American General unveils $2 billion loan; Securus sets talk; Harvard Drug to launch next week

By Paul A. Harris

St. Louis, March 31 - The bank loan market passed a quiet Wednesday, with the Passover and Easter holidays serving to thin the ranks of players.

The LCDX 13 Index was trading at 104 3/8 bid, down 1/8 point, heading into mid-afternoon, according to an East Coast mutual fund manager.

The ServiceMaster Co. term loan strip traded up a point to 96 bid. On Tuesday the Downers Grove, Ill., provider of maintenance services announced it had repaid the last $40 million due on its revolver back in December.

The Tribune Co. term loan B was unchanged at 64 bid.

On the subject of bank debt from bankrupt companies, the new Lyondell Chemical Co. $500 million Libor plus 400 basis points six-year senior secured term loan (Ba2//), which priced Tuesday at 99.00 and later that day broke to par 7/8 bid, eased to par ¾ bid, 101 1/8 offered, on Wednesday afternoon, according to a syndicate banker.

American General plans $2 billion

In the primary market, American General Finance Corp. will hold a Thursday, April 8 bank meeting for its $2 billion five-year senior secured term loan.

Bank of America is the bookrunner.

• [Task]:
Reproduce the bank loan market report word for word from "In the primary" to "secured term loan.".

• [Raw data]:
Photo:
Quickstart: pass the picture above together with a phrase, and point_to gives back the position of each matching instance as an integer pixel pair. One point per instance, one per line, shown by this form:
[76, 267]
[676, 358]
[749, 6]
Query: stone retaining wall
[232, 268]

• [Full answer]:
In the primary market, American General Finance Corp. will hold a Thursday, April 8 bank meeting for its $2 billion five-year senior secured term loan.